Type out the records that follow, exactly as given.

The data: Begin

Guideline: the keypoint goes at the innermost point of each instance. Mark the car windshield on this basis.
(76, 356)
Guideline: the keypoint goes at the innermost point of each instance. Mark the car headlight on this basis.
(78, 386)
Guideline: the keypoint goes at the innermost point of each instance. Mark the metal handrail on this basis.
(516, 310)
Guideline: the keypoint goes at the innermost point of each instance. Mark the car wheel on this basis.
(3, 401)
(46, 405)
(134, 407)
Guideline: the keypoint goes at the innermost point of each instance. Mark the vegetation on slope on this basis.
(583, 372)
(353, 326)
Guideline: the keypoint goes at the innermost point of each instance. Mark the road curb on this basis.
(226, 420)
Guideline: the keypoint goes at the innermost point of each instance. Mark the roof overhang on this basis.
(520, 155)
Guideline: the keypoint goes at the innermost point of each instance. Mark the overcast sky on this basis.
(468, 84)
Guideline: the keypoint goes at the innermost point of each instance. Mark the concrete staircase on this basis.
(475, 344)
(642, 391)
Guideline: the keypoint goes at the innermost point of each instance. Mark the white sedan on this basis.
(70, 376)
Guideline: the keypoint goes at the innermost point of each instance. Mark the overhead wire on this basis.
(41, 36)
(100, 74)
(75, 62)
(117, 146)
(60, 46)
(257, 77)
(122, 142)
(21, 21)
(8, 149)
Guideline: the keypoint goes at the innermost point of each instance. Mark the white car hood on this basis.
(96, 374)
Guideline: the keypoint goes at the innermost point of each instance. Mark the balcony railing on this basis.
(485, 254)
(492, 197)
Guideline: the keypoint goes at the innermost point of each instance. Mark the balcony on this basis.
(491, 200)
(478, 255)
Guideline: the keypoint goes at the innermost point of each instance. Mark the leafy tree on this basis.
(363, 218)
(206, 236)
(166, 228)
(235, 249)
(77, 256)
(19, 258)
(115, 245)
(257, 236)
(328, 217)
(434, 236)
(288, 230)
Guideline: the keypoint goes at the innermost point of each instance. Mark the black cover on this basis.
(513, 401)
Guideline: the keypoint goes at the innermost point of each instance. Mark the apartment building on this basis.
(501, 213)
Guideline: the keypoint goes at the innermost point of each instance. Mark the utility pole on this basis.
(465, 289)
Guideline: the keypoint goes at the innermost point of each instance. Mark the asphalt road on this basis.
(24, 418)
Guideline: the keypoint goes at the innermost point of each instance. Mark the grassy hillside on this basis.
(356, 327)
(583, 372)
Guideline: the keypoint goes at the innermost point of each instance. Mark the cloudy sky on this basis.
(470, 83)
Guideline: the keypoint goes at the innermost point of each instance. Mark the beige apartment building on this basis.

The data: End

# Answer below
Guideline: the keypoint goes at the innermost point of each instance. Mark the car windshield on this basis.
(76, 356)
Guideline: the keypoint goes at the innermost point of each instance. Mark the car headlight on this basis.
(78, 386)
Guideline: the keypoint goes at the innermost point of each instance. Mark the metal handrail on this basis.
(516, 310)
Guideline: the keypoint goes at the innermost point of each instance. Mark the car wheel on this basis.
(3, 401)
(46, 405)
(134, 407)
Guideline: the keypoint goes at the innermost point of each instance. Mark the vegetation on slope on this basis.
(583, 372)
(353, 326)
Guideline: the keypoint goes at the innermost point of each instance. Mark the road curb on this basis.
(226, 420)
Guideline: the keypoint goes at the innermost point of each instance. Mark the roof overhang on this basis.
(520, 155)
Guideline: the keypoint goes at the innermost point of each instance. Mark the overcast sky on this basis.
(468, 84)
Guideline: the keypoint goes at the innermost point of each instance. Mark the concrete staircase on this basis.
(475, 344)
(642, 391)
Guideline: the keypoint goes at the innermost point of each instance. Mark the white sedan on this basis.
(70, 376)
Guideline: the keypoint goes at the innermost point of each instance. Mark the overhead wire on this basis.
(41, 36)
(100, 74)
(75, 62)
(117, 146)
(60, 46)
(257, 77)
(122, 142)
(21, 21)
(8, 149)
Guideline: the keypoint goes at the innermost point of each instance. Mark the white car hood on this basis.
(96, 374)
Guideline: the keypoint goes at the innermost point of each instance. Mark the balcony railing on this basis.
(485, 254)
(492, 197)
Guideline: the keypoint goes at the innermost point of each instance. Mark the balcony on this basis.
(491, 200)
(478, 255)
Guideline: the keypoint goes at the innermost point of each instance. Mark the leafy tree on this basis.
(363, 218)
(206, 236)
(166, 228)
(235, 249)
(77, 256)
(19, 258)
(115, 245)
(257, 236)
(328, 217)
(434, 236)
(288, 230)
Guideline: the keypoint goes at the innermost point of each instance. Mark the black cover on this basis.
(513, 401)
Guideline: the keypoint goes at the innermost point of each instance. Mark the apartment building on this basis.
(501, 213)
Guideline: the keypoint goes at the innermost point of each instance. Mark the utility pole on this basis.
(465, 289)
Guideline: the keypoint goes at the innermost point of each instance. Mark the asphalt road on this basis.
(24, 418)
Guideline: the keypoint goes at the innermost point of each instance. Mark the grassy hillside on this basis.
(356, 327)
(583, 372)
Guideline: the keypoint goes at the innermost point of each instance. Mark the cloudy sky on this basis.
(470, 83)
Guideline: the keypoint goes at the innermost point of each instance. Mark the beige apartment building on this basis.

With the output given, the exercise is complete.